____ ARTICLE

# Over-orchestration?



## tokatila (Feb 5, 2017)

I have been doing this piece for a while titled "Horizontal Development: Zero" (should give you an idea... 

I have been banging my head against the wall since while the beginning seems to be ok I'm having a very difficult time to finish the song. Since I'm focused on purely vertical development with this piece, my hunch is that I start it too big and can't add anymore stuff without making it a sonic mess (instruments fighting each other both EQ and listening wise and I'm no Alan Meyerson to fix it in the mixing stage).

So I'm going to build it again from the scratch and this time start smaller and see if that solves my problems. 

Do you have problems or tendencies to over-orchestrate? Even better, how did you cure yourself?


----------



## Mithrandir (Feb 5, 2017)

The more you think of orchestration in terms of certain formulas that can be varied/improved upon, the more fluid that part of the process becomes and the more you'll be able to focus on the purely musical elements of a piece.

Also, it's only natural that beginning (film/other media/concert) composers have a tendency to over-orchestrate. In the best case they've spent time studying all the various possibilities in terms of timbre, combinations, (extended) techniques and so forth, so of course, there's this will to showcase all of that hard work all at once. Huge orchestral templates/score templates (think of the Pacific/Judy Green/Valle pads) only contribute to this further by insinuating too many options/choices.

This is why starting with a blank slate (i.e. a template with all tracks hidden, a blank score pad, simple trying to conceive an idea and then heading toward the computer/piano, etc.) is so important.

Over-orchestration can be tasteful when done skillfully. Take North's Cleopatra and Spartacus, for example.


----------



## Leandro Gardini (Feb 5, 2017)

I am not sure how you are orchestrating it but to me it is always better when I orchestrate in the notation software first and then go to production.

________
____ SUPPLIED DATA

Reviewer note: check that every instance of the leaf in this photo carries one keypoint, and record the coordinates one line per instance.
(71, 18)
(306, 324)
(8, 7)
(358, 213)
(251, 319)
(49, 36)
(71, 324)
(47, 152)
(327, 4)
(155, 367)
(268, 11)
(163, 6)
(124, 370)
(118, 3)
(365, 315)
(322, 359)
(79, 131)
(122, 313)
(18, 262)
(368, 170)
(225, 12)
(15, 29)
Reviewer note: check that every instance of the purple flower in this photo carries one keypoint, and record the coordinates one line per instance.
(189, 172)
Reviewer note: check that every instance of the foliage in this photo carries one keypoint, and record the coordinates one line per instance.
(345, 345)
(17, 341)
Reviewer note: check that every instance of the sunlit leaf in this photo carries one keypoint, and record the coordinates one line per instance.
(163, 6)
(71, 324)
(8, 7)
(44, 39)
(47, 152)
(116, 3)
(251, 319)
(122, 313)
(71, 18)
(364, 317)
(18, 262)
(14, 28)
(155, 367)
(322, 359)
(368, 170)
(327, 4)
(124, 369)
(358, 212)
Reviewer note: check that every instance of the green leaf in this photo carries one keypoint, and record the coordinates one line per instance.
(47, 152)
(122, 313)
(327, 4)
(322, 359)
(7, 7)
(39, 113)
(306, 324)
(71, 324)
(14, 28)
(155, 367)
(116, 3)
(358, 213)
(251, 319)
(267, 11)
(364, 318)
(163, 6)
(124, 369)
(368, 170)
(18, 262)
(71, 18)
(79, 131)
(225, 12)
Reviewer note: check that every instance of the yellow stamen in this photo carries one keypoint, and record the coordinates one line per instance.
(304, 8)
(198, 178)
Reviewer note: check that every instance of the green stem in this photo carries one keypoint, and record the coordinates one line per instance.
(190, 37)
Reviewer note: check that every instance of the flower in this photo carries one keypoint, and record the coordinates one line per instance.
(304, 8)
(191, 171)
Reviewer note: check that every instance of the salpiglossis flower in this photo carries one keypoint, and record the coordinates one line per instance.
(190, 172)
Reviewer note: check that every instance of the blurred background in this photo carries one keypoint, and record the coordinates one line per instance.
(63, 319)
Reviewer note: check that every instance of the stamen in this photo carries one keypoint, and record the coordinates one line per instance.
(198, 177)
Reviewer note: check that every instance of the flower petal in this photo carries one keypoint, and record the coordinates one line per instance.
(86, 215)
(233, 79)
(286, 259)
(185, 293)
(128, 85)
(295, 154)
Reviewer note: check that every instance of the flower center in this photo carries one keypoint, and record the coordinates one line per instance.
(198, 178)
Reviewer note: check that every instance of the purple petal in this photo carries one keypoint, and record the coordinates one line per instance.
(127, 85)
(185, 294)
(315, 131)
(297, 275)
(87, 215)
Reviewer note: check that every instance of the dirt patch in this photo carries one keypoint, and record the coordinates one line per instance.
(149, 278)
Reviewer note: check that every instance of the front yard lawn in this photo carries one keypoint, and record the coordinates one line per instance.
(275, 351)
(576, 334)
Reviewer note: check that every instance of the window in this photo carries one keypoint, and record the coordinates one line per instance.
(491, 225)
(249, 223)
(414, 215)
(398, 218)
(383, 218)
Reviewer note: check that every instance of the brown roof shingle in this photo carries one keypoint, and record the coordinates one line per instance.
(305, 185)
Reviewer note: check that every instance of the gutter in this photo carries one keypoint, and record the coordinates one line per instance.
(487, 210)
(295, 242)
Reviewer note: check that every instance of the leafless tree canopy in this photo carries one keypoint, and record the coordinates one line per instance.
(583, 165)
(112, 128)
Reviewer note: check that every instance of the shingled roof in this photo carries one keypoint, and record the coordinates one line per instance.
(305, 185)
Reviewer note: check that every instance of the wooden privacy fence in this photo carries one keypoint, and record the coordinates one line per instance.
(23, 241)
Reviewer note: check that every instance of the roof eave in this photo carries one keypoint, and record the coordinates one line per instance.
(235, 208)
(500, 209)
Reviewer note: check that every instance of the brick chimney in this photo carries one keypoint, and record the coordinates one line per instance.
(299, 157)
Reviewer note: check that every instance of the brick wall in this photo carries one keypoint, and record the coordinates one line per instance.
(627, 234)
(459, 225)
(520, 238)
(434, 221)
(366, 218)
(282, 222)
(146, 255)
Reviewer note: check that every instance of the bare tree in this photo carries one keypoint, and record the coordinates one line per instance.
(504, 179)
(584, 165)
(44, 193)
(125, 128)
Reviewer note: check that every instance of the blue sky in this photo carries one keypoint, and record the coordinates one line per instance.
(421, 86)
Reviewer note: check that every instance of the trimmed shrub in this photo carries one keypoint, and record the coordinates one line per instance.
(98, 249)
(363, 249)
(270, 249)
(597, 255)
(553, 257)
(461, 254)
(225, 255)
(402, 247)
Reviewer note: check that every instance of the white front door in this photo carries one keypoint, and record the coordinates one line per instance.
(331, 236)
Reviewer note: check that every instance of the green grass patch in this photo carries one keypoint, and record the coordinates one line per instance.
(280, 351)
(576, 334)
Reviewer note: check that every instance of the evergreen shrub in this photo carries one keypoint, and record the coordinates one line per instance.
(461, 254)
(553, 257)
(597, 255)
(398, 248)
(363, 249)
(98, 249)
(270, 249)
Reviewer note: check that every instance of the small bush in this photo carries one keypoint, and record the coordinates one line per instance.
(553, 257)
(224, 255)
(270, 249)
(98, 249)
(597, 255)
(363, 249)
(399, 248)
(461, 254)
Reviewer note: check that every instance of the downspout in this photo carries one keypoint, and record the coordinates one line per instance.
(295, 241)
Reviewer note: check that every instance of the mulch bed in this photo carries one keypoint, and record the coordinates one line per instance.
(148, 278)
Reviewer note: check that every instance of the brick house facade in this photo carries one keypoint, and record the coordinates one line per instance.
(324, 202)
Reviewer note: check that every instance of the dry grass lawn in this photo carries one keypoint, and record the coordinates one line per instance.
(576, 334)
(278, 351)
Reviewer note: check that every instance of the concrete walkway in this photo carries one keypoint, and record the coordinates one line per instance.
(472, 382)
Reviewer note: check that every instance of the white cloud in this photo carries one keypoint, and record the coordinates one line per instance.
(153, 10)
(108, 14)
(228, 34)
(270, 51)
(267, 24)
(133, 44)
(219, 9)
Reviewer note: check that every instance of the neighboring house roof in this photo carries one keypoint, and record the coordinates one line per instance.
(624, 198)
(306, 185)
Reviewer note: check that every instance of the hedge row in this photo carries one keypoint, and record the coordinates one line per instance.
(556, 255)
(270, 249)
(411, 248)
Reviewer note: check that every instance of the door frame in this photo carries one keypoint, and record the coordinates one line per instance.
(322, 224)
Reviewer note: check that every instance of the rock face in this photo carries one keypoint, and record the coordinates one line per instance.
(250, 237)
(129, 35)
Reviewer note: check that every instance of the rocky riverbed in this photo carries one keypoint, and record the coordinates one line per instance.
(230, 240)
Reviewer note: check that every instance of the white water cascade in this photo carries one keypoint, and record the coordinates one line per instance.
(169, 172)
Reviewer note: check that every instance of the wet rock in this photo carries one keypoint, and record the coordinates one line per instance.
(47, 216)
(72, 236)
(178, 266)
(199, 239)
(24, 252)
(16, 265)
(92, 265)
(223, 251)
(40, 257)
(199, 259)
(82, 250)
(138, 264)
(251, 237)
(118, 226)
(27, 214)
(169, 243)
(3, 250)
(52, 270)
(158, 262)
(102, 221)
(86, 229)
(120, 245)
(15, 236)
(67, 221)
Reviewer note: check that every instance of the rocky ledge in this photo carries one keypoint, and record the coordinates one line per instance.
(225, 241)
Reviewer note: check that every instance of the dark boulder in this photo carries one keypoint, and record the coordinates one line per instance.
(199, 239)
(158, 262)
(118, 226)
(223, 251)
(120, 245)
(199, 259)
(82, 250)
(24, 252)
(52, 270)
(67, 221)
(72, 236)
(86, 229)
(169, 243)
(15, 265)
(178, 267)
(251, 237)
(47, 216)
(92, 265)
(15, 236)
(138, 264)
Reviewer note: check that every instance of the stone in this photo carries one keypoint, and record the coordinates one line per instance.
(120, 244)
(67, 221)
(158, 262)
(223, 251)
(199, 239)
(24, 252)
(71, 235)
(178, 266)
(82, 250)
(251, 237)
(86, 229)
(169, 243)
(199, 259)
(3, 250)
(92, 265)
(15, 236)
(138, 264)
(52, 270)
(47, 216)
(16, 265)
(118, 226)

________

* _INSTRUCTION 1_:
In the thread, what does Leandro Gardini say he does before going to production?
* _INSTRUCTION 2_:
Please locate every line of the records that contains the word "purple" and copy each one. Case counts.

* _SOLUTION 1_:
He orchestrates in the notation software first.

* _SOLUTION 2_:
Reviewer note: check that every instance of the purple flower in this photo carries one keypoint, and record the coordinates one line per instance.
Reviewer note: check that every instance of the purple petal in this photo carries one keypoint, and record the coordinates one line per instance.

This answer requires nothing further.